= Exercise goal =
Copy out the entries below with every occurrence of "sample" swapped for "template", keeping all other text unchanged.
---- Record set
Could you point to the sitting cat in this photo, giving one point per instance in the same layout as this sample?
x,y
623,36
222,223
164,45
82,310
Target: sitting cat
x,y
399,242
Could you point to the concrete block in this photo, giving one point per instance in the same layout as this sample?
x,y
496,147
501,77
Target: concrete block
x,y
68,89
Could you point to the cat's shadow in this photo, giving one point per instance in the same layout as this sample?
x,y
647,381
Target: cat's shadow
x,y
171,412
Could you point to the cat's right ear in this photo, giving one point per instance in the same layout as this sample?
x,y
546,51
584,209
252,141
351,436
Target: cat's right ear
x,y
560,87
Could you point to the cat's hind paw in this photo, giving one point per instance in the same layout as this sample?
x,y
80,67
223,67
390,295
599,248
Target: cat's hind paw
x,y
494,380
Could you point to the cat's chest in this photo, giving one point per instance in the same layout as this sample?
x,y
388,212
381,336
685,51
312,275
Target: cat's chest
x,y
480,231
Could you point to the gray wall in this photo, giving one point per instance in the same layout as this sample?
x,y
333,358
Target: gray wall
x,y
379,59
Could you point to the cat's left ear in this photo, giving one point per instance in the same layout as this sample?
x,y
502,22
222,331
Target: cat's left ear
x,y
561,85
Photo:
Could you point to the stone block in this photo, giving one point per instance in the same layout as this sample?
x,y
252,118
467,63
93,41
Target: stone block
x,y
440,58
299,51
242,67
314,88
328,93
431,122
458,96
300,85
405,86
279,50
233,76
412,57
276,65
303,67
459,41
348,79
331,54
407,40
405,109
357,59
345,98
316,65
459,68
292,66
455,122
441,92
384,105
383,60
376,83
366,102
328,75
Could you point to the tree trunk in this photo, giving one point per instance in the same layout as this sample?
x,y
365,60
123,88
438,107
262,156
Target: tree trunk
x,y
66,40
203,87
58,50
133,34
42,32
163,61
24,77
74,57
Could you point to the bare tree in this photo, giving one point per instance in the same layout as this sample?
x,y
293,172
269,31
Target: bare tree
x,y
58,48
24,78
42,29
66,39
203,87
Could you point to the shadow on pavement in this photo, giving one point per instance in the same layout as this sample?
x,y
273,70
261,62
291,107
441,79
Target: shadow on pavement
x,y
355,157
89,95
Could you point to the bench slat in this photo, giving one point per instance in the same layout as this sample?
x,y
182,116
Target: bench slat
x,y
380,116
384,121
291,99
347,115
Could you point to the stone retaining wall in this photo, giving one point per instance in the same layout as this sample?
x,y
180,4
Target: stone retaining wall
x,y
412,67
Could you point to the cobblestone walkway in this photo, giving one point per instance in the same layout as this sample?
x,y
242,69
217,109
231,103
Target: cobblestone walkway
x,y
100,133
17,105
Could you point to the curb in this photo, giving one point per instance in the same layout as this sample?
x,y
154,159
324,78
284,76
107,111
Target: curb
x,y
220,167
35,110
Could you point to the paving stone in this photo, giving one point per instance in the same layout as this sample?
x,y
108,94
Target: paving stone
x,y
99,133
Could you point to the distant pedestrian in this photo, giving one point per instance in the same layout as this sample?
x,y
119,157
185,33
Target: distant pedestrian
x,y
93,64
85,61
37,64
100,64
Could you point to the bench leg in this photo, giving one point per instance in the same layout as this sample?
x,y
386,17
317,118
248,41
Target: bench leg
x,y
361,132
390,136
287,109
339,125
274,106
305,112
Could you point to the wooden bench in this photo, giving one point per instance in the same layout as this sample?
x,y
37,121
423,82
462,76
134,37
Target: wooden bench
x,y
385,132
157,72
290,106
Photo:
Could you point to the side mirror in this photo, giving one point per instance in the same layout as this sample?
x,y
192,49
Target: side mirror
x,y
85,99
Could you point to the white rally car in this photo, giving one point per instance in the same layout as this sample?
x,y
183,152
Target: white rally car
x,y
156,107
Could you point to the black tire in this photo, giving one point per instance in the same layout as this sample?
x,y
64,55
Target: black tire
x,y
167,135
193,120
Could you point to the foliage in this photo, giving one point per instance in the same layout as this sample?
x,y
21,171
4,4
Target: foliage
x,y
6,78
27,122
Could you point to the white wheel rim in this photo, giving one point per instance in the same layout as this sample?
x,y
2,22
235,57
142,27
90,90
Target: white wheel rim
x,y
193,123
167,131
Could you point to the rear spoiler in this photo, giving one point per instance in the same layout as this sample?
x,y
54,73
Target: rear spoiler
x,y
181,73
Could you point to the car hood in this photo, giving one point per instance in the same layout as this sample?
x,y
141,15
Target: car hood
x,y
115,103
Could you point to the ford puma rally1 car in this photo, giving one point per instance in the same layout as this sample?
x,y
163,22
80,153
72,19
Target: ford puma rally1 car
--------
= Answer to this exercise =
Could you point to the sitting cat in this photo, giving one point per instance in the same layout as this template?
x,y
623,36
222,223
164,45
82,310
Target: sitting cat
x,y
399,242
Could you point to the concrete block in this photo, giving one point per instance in the same layout as this template?
x,y
496,147
501,77
Target: concrete block
x,y
68,89
Could you point to the cat's shadow in this photo, giving one point per instance in the same layout as this template?
x,y
647,381
Target: cat's shadow
x,y
171,412
Could you point to the cat's right ear in this photo, giving one point per instance in the same layout as this template?
x,y
546,51
584,209
252,141
351,436
Target: cat's right ear
x,y
560,87
Could you point to the cat's hind paw in this photo, giving one point per instance in the same layout as this template?
x,y
80,67
223,67
390,295
599,248
Target: cat's hind paw
x,y
494,380
Could you point to the cat's chest in this photo, giving one point per instance in the same layout as this template?
x,y
388,212
381,336
685,51
312,275
Target: cat's chest
x,y
480,231
Could you point to the gray wall in this photo, giving one point per instance in the same layout as this template?
x,y
333,358
Target: gray wall
x,y
379,59
Could you point to the cat's left ear in this photo, giving one point per instance in the same layout as this template?
x,y
502,22
222,331
Target: cat's left ear
x,y
561,85
Photo:
Could you point to the stone block in this photo, giving one point per instance in the same layout as this template?
x,y
252,118
467,63
93,41
Target: stone block
x,y
440,58
299,51
242,67
314,88
328,93
431,122
458,96
300,85
405,86
279,50
233,76
412,57
276,65
303,67
459,41
348,79
331,54
407,40
405,109
357,59
345,98
316,65
459,68
292,66
455,122
441,92
384,105
383,60
376,83
366,102
328,75
Could you point to the tree trunk in this photo, giving one point per instance in the same layout as this template?
x,y
365,60
123,88
438,107
262,156
Target: tree trunk
x,y
66,40
203,87
58,50
133,34
42,32
163,61
24,77
74,57
Could you point to the bare tree in this photo, giving one point per instance in the same layout as this template?
x,y
293,172
269,31
Target: bare tree
x,y
58,48
24,78
42,29
66,39
203,87
Could you point to the shadow on pavement in this photo, giving one point per instance in the same layout as this template?
x,y
273,70
261,62
291,107
441,79
Target: shadow on pavement
x,y
355,157
89,95
Could you point to the bench slat in this photo, giving one point per instance in the same layout as this template?
x,y
182,116
Target: bench slat
x,y
380,116
384,121
291,99
347,115
Could you point to the stone retaining wall in this photo, giving one point per instance in the same layout as this template?
x,y
180,4
Target: stone retaining wall
x,y
412,67
Could you point to the cobblestone walkway in this photo, giving one point per instance in the same layout as this template?
x,y
242,69
217,109
231,103
Target: cobblestone walkway
x,y
100,133
17,105
Could you point to the curb in this photo, giving one point per instance in the same layout as this template?
x,y
154,159
324,78
284,76
107,111
Target: curb
x,y
220,167
35,110
Could you point to the paving stone in this photo, giving one point per instance in the same layout as this template?
x,y
108,94
Target: paving stone
x,y
99,133
Could you point to the distant pedestrian in this photo, giving one point per instance in the same layout as this template?
x,y
119,157
185,33
Target: distant pedestrian
x,y
93,64
85,61
37,64
100,64
Could you point to the bench leg in this photo, giving one point per instance in the same layout as this template?
x,y
386,17
317,118
248,41
Target: bench leg
x,y
361,132
390,136
287,109
339,125
274,106
305,112
Could you point to the wooden bench in this photo, giving one point per instance in the same layout as this template?
x,y
37,121
423,82
462,76
134,37
Target: wooden bench
x,y
385,132
157,72
290,106
Photo:
Could you point to the side mirror in this photo, giving one point per instance in the same layout as this template?
x,y
192,49
Target: side mirror
x,y
85,99
Could you point to the white rally car in this photo, giving one point per instance in the same layout as this template?
x,y
183,152
Target: white rally car
x,y
156,107
Could you point to the black tire in this photo, giving one point per instance in the same layout as this template?
x,y
64,55
Target: black tire
x,y
167,135
193,120
Could you point to the foliage in this photo, giving one point per instance in the same layout as this template?
x,y
21,171
4,4
Target: foliage
x,y
6,78
27,122
Could you point to the white wheel rim in this photo, giving one point per instance in the same layout as this template?
x,y
2,22
235,57
142,27
90,90
Target: white wheel rim
x,y
193,123
167,131
Could you point to the rear spoiler in this photo, giving one point per instance in the same layout as this template?
x,y
54,73
Target: rear spoiler
x,y
181,73
Could you point to the car hood in this photo, giving one point per instance in the same layout as this template?
x,y
141,15
Target: car hood
x,y
115,103
Could you point to the ford puma rally1 car in this photo, giving one point per instance in the same layout as this template?
x,y
163,22
80,153
72,19
Target: ford puma rally1 car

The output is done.